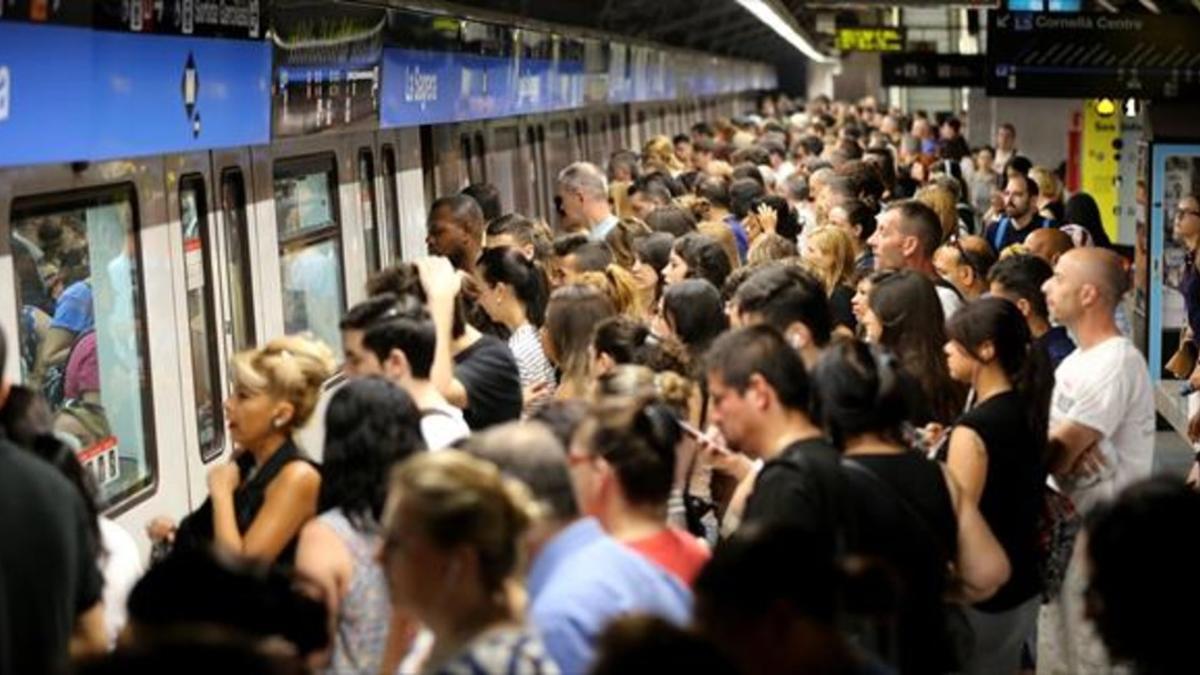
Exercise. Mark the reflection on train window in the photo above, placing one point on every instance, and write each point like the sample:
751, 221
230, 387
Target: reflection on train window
391, 203
310, 248
82, 329
237, 237
202, 327
366, 208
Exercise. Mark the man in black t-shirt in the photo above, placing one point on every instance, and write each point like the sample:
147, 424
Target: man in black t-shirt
49, 584
760, 398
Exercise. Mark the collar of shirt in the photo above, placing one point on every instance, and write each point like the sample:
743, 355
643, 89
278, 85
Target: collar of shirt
603, 228
561, 547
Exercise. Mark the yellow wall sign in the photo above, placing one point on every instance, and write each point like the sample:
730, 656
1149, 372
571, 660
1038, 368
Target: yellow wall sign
1098, 169
882, 39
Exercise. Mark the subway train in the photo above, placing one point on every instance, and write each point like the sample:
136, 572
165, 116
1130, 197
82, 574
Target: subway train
183, 180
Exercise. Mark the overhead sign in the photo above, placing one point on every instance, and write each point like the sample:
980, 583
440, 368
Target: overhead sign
880, 39
1093, 55
933, 70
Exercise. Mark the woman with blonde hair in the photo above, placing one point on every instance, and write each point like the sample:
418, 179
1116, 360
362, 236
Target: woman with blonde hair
454, 554
829, 254
259, 501
619, 286
659, 151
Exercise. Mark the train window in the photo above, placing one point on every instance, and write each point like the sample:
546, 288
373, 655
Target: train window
391, 202
82, 329
237, 237
367, 214
310, 248
201, 314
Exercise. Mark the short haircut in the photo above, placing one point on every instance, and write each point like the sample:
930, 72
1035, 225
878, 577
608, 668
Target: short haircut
532, 454
463, 210
1023, 275
412, 333
760, 350
921, 221
784, 294
487, 197
587, 179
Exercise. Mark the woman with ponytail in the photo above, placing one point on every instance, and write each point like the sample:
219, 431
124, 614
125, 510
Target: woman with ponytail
996, 454
515, 293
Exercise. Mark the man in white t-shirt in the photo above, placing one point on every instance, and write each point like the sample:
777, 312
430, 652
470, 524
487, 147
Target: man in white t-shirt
1102, 416
1102, 434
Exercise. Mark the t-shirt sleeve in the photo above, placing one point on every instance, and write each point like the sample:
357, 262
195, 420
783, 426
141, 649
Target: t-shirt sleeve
90, 580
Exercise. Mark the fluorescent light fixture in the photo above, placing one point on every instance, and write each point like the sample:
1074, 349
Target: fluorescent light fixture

● ● ● ● ● ● ●

> **WHAT THE EXERCISE ASKS**
Where a line above includes "fixture", copy that line.

> **EXPECTED ANSWER**
Exercise. Mark the fluorescent light fixture in the photo above, placing one point on every instance, and write each point like the sample:
Target: fluorescent light fixture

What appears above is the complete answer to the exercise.